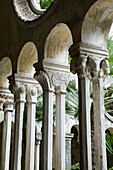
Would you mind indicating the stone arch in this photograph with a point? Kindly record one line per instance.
(97, 23)
(5, 71)
(57, 44)
(28, 56)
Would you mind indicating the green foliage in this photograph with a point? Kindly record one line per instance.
(110, 50)
(108, 100)
(75, 167)
(109, 142)
(44, 4)
(72, 103)
(111, 168)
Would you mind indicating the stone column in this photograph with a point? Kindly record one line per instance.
(30, 134)
(47, 122)
(1, 120)
(19, 91)
(37, 150)
(98, 72)
(84, 124)
(68, 138)
(60, 129)
(78, 66)
(6, 137)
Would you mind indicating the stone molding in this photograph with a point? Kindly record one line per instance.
(89, 61)
(6, 99)
(23, 84)
(54, 80)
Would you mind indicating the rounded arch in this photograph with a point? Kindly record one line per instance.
(97, 23)
(57, 44)
(28, 56)
(5, 71)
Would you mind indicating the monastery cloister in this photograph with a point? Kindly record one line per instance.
(34, 49)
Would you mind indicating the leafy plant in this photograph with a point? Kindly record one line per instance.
(110, 50)
(109, 142)
(72, 103)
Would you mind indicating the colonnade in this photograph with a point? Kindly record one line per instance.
(90, 64)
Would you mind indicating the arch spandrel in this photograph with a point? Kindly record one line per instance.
(57, 44)
(97, 23)
(28, 56)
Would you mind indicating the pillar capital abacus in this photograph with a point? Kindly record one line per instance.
(31, 92)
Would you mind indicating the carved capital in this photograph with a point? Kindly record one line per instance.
(9, 103)
(97, 68)
(44, 78)
(18, 88)
(105, 67)
(31, 92)
(60, 80)
(78, 65)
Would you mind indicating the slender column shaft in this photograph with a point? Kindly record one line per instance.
(19, 110)
(30, 135)
(47, 130)
(60, 130)
(6, 139)
(84, 124)
(99, 129)
(37, 155)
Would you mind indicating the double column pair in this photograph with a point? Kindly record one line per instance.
(6, 106)
(91, 66)
(24, 93)
(53, 82)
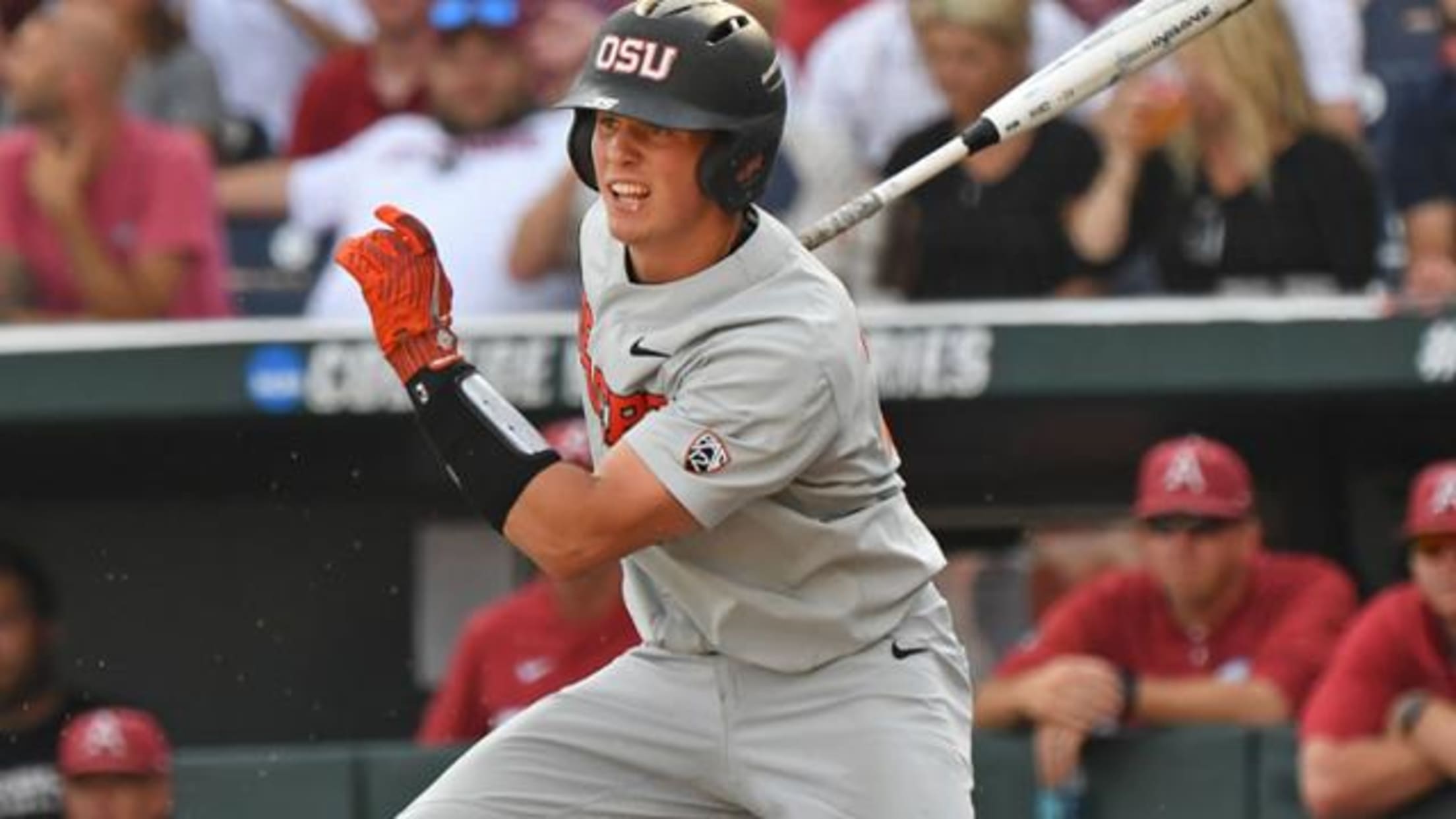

» Set problem
Retype all of the material above verbatim, leaving the pictures out of your copy.

» Correct response
Would you mind indicating the stone arch in this photograph with a point? Kindly record one line per instance.
(97, 23)
(5, 71)
(57, 44)
(28, 56)
Would you mind indicating the green foliage in this photograph with a point? Kindly record one line per instance.
(110, 50)
(108, 100)
(75, 167)
(109, 142)
(44, 4)
(72, 103)
(111, 168)
Would you mind indicating the stone column in this photograph with a point? Kindly record one line per instance.
(30, 134)
(47, 122)
(1, 120)
(19, 91)
(37, 150)
(98, 72)
(84, 124)
(68, 138)
(60, 129)
(78, 66)
(6, 137)
Would you mind indicating the stone molding in this photograph with a point? Kindly record one line per instance.
(89, 61)
(6, 99)
(23, 84)
(54, 80)
Would you mind indicating the rounded arch in this photograph with a point? Kindly record one line per instance.
(97, 23)
(57, 44)
(28, 56)
(5, 71)
Would you mind indicating the monastery cloister in this photograph with a point? Kindly record one line per instance.
(34, 49)
Would you mind indicating the leafy plant in this photograph with a point? Kindly record one line per instance.
(110, 50)
(109, 142)
(72, 103)
Would you mind indicating the colonnade in this photograph with a point? Kindly record one line per instance.
(90, 64)
Would you mind indicating the arch spandrel in this photograph with a point? Kindly record one line per instance.
(57, 44)
(97, 23)
(28, 56)
Would you mind indicating the pillar capital abacus in this photograph with a point? Kindly record one line per instance.
(31, 92)
Would you mind indicating the carved capital in this photograph with a point? Kindly record one line per instance.
(9, 103)
(97, 68)
(44, 78)
(18, 88)
(105, 67)
(31, 92)
(60, 80)
(78, 65)
Would you mind indicating the slender column shaft in this photograph with a point? Kindly record one line per instance.
(19, 110)
(30, 135)
(47, 130)
(60, 130)
(6, 139)
(84, 124)
(99, 129)
(37, 155)
Would you mind indicating the double column pair in this photograph with a point? Kindly record one line per instance.
(6, 106)
(91, 66)
(24, 93)
(53, 82)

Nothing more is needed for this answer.